◆ **Task details**:
Output all the records word for word. Drop the pictures.

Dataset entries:
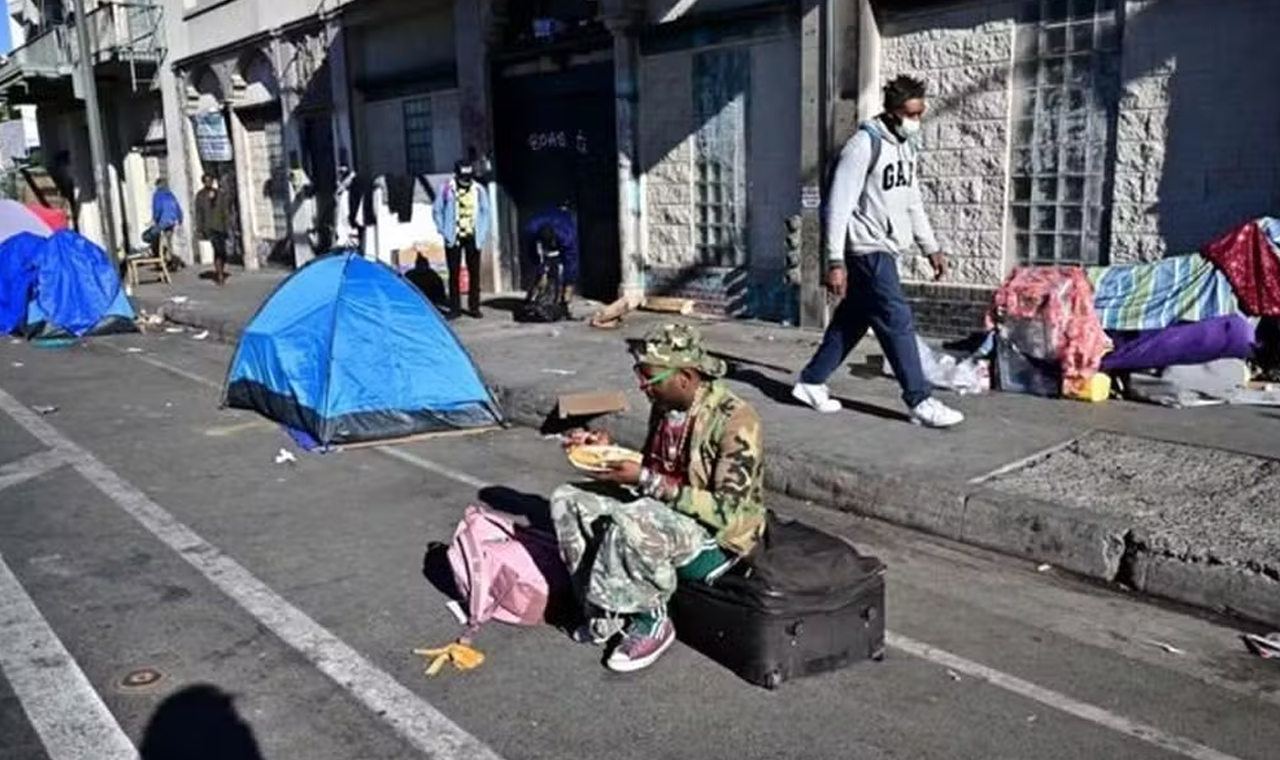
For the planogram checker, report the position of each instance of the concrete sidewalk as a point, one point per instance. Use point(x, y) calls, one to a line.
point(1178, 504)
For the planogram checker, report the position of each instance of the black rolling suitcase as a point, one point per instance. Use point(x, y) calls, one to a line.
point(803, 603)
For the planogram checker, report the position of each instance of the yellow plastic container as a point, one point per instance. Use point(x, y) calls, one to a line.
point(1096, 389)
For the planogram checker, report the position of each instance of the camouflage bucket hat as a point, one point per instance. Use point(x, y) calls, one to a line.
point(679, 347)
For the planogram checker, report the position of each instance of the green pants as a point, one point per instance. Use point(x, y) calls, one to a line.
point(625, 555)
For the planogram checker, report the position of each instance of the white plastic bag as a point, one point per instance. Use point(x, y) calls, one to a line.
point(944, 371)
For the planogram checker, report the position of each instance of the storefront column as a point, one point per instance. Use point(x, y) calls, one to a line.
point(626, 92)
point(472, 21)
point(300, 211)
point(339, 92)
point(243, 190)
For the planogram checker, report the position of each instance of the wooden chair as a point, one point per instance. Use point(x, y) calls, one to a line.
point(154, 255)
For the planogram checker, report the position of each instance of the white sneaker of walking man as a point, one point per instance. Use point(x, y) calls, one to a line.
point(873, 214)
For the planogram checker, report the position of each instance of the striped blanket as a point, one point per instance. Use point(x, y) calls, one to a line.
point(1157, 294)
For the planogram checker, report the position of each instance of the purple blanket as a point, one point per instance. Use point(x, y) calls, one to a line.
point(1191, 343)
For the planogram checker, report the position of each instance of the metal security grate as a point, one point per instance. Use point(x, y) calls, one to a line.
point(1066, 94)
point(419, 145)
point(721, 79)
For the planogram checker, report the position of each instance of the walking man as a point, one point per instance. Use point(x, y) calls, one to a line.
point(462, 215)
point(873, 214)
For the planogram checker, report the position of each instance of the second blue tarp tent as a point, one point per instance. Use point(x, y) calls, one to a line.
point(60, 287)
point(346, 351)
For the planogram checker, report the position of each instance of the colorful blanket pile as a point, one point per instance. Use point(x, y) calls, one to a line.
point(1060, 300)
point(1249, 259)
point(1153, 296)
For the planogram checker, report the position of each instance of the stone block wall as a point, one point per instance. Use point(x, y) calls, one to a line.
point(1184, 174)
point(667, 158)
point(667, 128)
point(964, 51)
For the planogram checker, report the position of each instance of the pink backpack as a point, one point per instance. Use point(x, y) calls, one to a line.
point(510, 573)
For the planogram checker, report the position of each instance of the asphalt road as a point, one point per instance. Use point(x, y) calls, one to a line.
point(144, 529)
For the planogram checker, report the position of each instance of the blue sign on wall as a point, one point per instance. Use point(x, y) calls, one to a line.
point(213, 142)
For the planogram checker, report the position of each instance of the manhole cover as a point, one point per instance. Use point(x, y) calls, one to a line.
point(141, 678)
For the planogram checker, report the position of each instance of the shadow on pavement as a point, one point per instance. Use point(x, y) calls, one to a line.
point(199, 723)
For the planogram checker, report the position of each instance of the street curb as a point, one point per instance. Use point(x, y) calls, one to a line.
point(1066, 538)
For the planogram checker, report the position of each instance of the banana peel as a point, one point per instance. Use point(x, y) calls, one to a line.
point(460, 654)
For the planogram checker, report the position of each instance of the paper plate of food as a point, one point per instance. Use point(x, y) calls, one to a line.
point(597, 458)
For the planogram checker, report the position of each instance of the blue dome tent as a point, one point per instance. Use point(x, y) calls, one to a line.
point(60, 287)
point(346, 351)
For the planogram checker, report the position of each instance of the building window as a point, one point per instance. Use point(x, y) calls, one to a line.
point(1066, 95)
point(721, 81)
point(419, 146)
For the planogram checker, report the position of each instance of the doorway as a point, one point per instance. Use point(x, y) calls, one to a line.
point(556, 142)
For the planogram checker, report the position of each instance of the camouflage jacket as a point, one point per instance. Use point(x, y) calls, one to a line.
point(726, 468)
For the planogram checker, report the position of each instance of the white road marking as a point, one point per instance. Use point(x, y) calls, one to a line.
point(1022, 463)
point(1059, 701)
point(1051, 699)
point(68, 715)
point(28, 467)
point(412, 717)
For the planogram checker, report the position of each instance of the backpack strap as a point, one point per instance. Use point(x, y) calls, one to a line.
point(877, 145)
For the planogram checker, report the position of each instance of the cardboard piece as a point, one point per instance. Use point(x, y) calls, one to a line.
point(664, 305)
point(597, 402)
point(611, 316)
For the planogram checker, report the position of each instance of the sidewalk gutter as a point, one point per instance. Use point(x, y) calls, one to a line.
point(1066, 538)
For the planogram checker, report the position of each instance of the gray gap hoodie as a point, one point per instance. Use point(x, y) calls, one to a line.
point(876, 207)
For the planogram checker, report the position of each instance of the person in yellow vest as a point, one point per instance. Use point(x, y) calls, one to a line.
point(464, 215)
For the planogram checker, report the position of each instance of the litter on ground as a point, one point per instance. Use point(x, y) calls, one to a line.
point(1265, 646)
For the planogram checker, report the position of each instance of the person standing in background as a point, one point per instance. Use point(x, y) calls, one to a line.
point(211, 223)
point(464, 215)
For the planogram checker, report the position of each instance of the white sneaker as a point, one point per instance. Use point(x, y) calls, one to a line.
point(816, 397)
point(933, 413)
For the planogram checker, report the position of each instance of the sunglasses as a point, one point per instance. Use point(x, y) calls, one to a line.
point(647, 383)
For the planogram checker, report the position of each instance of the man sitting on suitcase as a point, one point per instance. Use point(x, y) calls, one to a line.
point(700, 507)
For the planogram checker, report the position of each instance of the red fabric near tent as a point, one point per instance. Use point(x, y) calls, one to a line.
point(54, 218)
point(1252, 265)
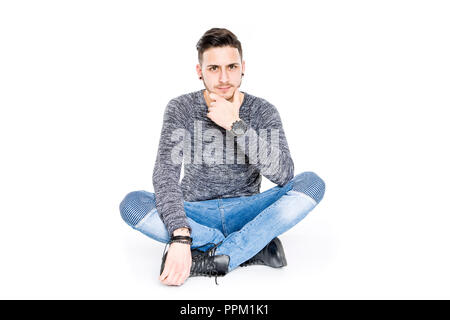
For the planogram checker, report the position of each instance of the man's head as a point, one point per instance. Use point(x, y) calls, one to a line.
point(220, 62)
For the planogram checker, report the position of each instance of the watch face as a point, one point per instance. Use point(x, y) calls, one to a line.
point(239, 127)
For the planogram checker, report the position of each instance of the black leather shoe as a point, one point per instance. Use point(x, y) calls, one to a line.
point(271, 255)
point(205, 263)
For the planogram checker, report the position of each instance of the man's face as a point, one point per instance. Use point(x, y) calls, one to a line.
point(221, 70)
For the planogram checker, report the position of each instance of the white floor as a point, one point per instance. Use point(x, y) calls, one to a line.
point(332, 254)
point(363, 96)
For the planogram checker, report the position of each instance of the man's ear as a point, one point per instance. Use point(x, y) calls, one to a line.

◆ **Written response**:
For the planogram checker, report the position of each instance of the concrete sidewalk as a point, one point per instance. Use point(x, y) calls, one to a line.
point(1178, 504)
For the planogram checker, report the position of each instance of the black rolling suitcase as a point, one point per instance. Use point(x, y) calls, one to a line.
point(803, 603)
For the planogram checker, report the position of each instance of the yellow plastic container as a point, one point per instance. Use point(x, y) calls, one to a line.
point(1096, 389)
For the planogram checker, report the position of each instance of the camouflage bucket hat as a point, one point per instance. Use point(x, y) calls, one to a line.
point(679, 347)
For the planogram checker, report the position of each instance of the green pants as a point, one point per instance. Use point(x, y) calls, one to a line.
point(625, 555)
For the planogram checker, report the position of each instance of the white plastic bag as a point, one point per instance. Use point(x, y) calls, one to a line.
point(944, 371)
For the planogram checker, report the position of each instance of the storefront column as a point, one point per instance. Use point(x, y) calls, one to a line.
point(626, 92)
point(472, 21)
point(300, 211)
point(339, 92)
point(243, 190)
For the planogram checker, report the position of each instance of the wooden chair as a point, one point per instance. Use point(x, y) calls, one to a line.
point(154, 255)
For the planogram checker, report the position of each instance of the white sneaker of walking man as a point, one point per instance. Use point(x, y) calls, one to a line.
point(873, 214)
For the planogram checker, report the position of each instance of the striped blanket as a point, one point per instance. Use point(x, y) calls, one to a line.
point(1157, 294)
For the planogram checker, report the position of each instance of the purple blanket as a point, one point per instance. Use point(x, y) calls, one to a line.
point(1191, 343)
For the planogram checker, report the position of each instance of the metal security grate as a point, one point per instance. Use point(x, y) calls, one to a line.
point(1066, 94)
point(419, 145)
point(721, 79)
For the planogram checker, report the position of each instance of the walking man as a point, one point per instance. Use point(x, y) calls, one to a line.
point(462, 215)
point(873, 214)
For the planogram checker, report the position of each instance of the second blue tarp tent as a point, one point per instance. Use point(x, y) calls, one to a line.
point(60, 287)
point(346, 351)
For the planogram checker, report the position of each instance of the colorful blanket pile as a point, one point per instance. Use point(x, y) calls, one to a line.
point(1060, 300)
point(1249, 259)
point(1153, 296)
For the planogram checker, report the position of each instance of the stone block wall as a point, one point per instance. Use point(x, y) calls, one to a line.
point(1184, 174)
point(667, 158)
point(667, 128)
point(964, 51)
For the planogram checker, report the position of each instance of the pink backpack as a point, one point per instance. Use point(x, y) calls, one to a line.
point(510, 573)
For the planogram checker, report the position of each instance of the asphalt road as a point, one point per instance. Use point(x, y) calls, one to a line.
point(144, 529)
For the planogram checker, report the position of each instance of the blue sign on wall as a point, one point per instance. Use point(x, y) calls, one to a line.
point(213, 142)
For the planogram checker, report the position of each instance of the manhole cover as a point, one point per instance. Use point(x, y) calls, one to a line.
point(141, 678)
For the planogram checker, report the position of each instance of the shadow on pavement as a point, one point per instance. Use point(x, y) calls, one to a line.
point(199, 723)
For the planogram checker, report the position of each instance of the street curb as a point, one point per instance. Use point(x, y) calls, one to a line.
point(1066, 538)
For the planogram checker, report the position of each instance of the banana peel as a point, one point per instance. Use point(x, y) calls, one to a line.
point(460, 654)
For the planogram checker, report the position of each instance of the paper plate of food as a point, one point per instance. Use point(x, y) calls, one to a line.
point(597, 458)
For the planogram checker, report the position of each instance of the blue dome tent as a point, one point per instance. Use point(x, y) calls, one to a line.
point(60, 287)
point(346, 351)
For the planogram checker, report the position of each instance of the building window as a point, one point per instance. Use point(x, y) calls, one to a line.
point(1066, 95)
point(721, 81)
point(419, 146)
For the planogram checker, report the position of each instance of the doorway as a point, one point per instance. Use point(x, y) calls, one to a line.
point(556, 142)
For the planogram checker, report the position of each instance of the camouflage jacket as a point, one point per instance. Use point(x, y) calls, one to a line.
point(726, 468)
For the planogram checker, report the position of each instance of the white road marking as a point, one point per instance. Use point(x, y) calls, one to a line.
point(1022, 463)
point(1059, 701)
point(1051, 699)
point(68, 715)
point(28, 467)
point(412, 717)
For the planogram checker, report the position of each instance of the backpack strap as a point, one point per instance. Use point(x, y) calls, one to a line.
point(877, 145)
For the planogram checker, report the position of each instance of the cardboard piece as a point, one point per instance. Use point(x, y) calls, one to a line.
point(664, 305)
point(597, 402)
point(611, 316)
For the planogram checker, report the position of each instance of the sidewalk gutter as a point, one point per instance. Use point(x, y) calls, one to a line.
point(1066, 538)
For the planogram checker, report the position of each instance of the gray gap hoodie as a point, one point per instance. Use point(x, y) calls, one to a line.
point(876, 207)
For the planogram checker, report the position of each instance of the person in yellow vest as a point, one point per instance. Use point(x, y) calls, one to a line.
point(464, 215)
For the planogram checker, report the position of each instance of the litter on ground as a point, one point per instance. Use point(x, y) calls, one to a line.
point(1265, 646)
For the planogram checker, report the position of each instance of the person standing in background as a point, one point per instance. Use point(x, y) calls, one to a line.
point(211, 223)
point(464, 215)
For the planogram checker, report the position of each instance of the white sneaker as a point, one point per instance. Use point(x, y) calls, one to a line.
point(816, 397)
point(933, 413)
For the planogram checker, report the position of each instance of the sunglasses as a point, one point per instance. Use point(x, y) calls, one to a line.
point(647, 383)
For the planogram checker, report the position of each instance of the man sitting on suitcase as a point, one point per instance. Use point(x, y) calls, one to a line.
point(700, 507)
For the planogram checker, report the position of each instance of the red fabric near tent as a point, one point per instance. Use point(x, y) calls, one to a line.
point(54, 218)
point(1252, 265)
For the planogram checker, report the position of each instance of the man's head as a point, one point per instance. Use point(x, y) calls, one to a line.
point(220, 62)
For the planogram checker, report the position of each instance of the watch face as a point, one point per instance. Use point(x, y) calls, one to a line.
point(239, 127)
For the planogram checker, report the position of each instance of the black leather shoe as a point, one point per instance. Use point(x, y) calls, one to a line.
point(271, 255)
point(205, 263)
For the planogram checker, report the position of each instance of the man's face as a point, one point per instance. Use point(x, y) calls, one to a line.
point(221, 70)
For the planogram checker, report the position of each instance of the white floor as a point, one point per instance. Use point(x, y) calls, one to a line.
point(332, 254)
point(363, 96)
For the planogram checker, report the position of each instance of the man's ear as a point, one point per instance. Use point(x, y) calls, one to a line.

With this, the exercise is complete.